— START OF Provided entries —

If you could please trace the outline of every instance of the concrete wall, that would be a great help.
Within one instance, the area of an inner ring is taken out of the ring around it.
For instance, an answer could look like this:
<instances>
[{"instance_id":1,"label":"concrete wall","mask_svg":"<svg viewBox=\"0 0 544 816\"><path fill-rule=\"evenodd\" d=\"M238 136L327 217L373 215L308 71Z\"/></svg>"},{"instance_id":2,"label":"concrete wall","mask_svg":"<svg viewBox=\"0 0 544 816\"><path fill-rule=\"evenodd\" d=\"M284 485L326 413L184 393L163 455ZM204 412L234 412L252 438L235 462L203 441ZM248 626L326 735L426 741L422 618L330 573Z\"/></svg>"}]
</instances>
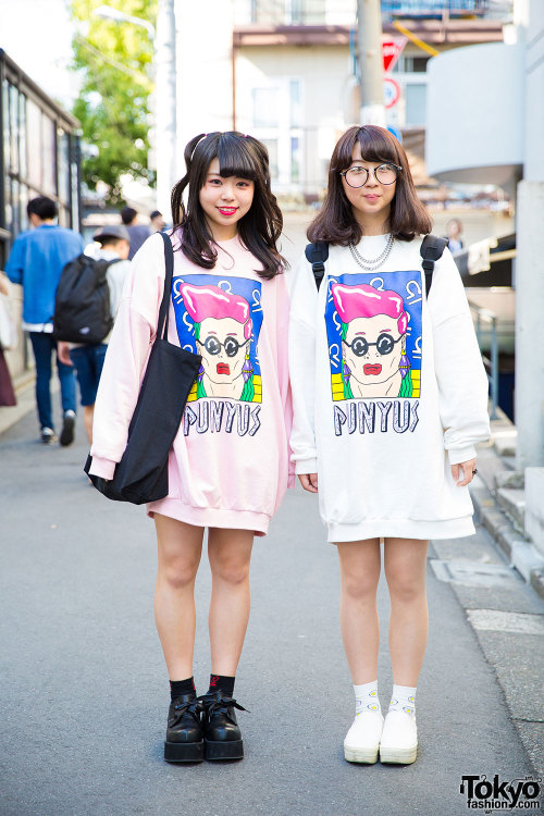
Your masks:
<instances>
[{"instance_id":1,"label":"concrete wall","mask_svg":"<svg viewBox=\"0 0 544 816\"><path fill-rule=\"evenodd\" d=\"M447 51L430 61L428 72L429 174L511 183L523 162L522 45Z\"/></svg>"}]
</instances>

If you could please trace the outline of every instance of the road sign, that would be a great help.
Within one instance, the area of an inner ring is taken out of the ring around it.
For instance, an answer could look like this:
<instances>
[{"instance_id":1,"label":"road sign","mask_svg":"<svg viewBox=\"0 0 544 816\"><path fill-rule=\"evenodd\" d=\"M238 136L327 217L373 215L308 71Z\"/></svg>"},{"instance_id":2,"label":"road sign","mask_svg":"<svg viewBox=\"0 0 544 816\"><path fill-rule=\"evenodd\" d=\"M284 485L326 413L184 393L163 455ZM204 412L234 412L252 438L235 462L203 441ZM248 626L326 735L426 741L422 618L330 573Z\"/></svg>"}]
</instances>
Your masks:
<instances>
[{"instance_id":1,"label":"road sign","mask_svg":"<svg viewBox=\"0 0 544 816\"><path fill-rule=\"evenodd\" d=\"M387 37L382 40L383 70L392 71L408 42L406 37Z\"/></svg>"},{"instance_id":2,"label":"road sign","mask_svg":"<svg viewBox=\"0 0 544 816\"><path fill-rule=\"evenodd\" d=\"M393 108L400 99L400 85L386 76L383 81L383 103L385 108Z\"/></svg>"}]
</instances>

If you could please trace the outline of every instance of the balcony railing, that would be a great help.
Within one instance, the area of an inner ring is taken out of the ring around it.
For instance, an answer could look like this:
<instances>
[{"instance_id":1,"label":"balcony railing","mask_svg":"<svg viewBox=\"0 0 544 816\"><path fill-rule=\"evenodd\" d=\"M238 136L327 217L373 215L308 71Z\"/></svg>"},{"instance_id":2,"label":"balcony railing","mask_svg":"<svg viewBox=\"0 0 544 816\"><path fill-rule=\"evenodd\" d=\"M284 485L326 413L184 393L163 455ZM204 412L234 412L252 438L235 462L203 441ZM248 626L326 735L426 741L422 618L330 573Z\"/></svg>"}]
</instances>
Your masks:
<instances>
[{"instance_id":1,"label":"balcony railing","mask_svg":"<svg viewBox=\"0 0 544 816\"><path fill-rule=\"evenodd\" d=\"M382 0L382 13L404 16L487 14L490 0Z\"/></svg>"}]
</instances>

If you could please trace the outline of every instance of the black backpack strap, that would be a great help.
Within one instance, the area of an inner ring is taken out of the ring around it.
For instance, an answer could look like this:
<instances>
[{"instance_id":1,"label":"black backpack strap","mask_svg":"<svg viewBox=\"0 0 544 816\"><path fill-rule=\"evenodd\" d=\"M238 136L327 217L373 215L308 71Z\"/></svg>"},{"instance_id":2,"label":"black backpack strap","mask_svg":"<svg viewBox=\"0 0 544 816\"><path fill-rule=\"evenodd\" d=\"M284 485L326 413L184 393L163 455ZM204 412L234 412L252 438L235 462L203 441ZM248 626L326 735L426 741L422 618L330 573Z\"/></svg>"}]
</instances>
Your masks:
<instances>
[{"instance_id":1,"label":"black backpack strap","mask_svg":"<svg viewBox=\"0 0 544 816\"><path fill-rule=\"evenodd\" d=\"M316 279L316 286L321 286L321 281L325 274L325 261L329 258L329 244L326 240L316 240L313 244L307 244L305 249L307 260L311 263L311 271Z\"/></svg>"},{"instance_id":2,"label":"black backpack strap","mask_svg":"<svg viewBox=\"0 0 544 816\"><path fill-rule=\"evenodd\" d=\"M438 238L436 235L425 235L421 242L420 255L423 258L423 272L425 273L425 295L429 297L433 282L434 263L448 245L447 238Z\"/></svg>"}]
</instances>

— END OF Provided entries —

▶ Set task
Tally the lines in the entries above that contain the string "help", matching case exactly, and reply with the number alone.

▶ Answer to the exercise
4